• [Opdrachten]:
a – Wanneer worden de onderhandelingen over de Kaderverordening Ecodesign volgens de bron naar verwachting afgerond?
b – Geef uit de bron letterlijk het stuk terug dat opent met de woorden "Verder wordt er" en afsluit met "begin 2024 afgerond.".

• [Bron]:
════════
Verder wordt er op EU-niveau momenteel onderhandeld over de Kaderverordening Ecodesign,
waaronder aan specifieke productgroepen ontwerpeisen kunnen worden gesteld, met als
doel de milieuprestatie van deze producten te verbeteren. Ontwerpeisen kunnen bijvoorbeeld
betrekking hebben op levensduurverlenging, recyclebaarheid, herbruikbaarheid, energie-efficiëntie
en de milieuvoetafdruk van een product. Naar verwachting worden de onderhandelingen
over deze wetgeving eind 2023 of begin 2024 afgerond.
Vraag 60
Wat is de definitie van milieuschade?
Antwoord:
Milieuschade is de schade die wordt toegebracht aan de fysieke leefomgeving van mensen,
dieren en planten. Belangrijke oorzaken van milieuschade zijn het in het milieu brengen
van milieuschadelijke stoffen (zoals emissies naar bodem, water en lucht) en landgebruik.
Het kan dan gaan om emissies naar water, bodem of lucht die vrijkomen bij de winning
van grondstoffen, bij de productie van goederen, het gebruik hiervan en bij de afvalfase.
════════
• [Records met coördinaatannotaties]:
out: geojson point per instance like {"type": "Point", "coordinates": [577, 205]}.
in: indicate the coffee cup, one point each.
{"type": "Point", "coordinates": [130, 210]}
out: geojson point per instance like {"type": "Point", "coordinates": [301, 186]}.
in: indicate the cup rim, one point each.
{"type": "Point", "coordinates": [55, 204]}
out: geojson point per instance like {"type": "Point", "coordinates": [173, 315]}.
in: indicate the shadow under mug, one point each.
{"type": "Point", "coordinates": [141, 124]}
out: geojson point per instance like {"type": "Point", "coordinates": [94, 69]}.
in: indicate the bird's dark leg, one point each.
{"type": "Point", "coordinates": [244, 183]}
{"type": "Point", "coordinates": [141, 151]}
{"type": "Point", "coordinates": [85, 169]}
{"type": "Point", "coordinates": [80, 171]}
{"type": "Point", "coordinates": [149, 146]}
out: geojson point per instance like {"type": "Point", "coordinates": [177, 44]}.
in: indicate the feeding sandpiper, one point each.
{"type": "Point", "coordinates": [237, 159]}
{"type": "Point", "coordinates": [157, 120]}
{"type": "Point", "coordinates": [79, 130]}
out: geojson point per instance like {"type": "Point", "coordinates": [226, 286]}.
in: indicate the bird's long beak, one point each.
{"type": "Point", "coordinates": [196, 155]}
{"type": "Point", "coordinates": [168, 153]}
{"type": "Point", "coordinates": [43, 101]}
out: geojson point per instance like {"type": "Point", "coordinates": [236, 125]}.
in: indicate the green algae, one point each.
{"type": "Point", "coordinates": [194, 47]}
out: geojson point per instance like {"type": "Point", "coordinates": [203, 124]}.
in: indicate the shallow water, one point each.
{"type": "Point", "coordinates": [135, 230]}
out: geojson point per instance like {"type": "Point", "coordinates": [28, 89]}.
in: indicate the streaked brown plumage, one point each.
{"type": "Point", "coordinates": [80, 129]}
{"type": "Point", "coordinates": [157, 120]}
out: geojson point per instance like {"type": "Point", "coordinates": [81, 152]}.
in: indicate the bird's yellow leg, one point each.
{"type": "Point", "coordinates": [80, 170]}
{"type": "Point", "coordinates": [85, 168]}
════════
• [Resultaten per opdracht]:
a – Eind 2023 of begin 2024.

b –
Verder wordt er op EU-niveau momenteel onderhandeld over de Kaderverordening Ecodesign,
waaronder aan specifieke productgroepen ontwerpeisen kunnen worden gesteld, met als
doel de milieuprestatie van deze producten te verbeteren. Ontwerpeisen kunnen bijvoorbeeld
betrekking hebben op levensduurverlenging, recyclebaarheid, herbruikbaarheid, energie-efficiëntie
en de milieuvoetafdruk van een product. Naar verwachting worden de onderhandelingen
over deze wetgeving eind 2023 of begin 2024 afgerond.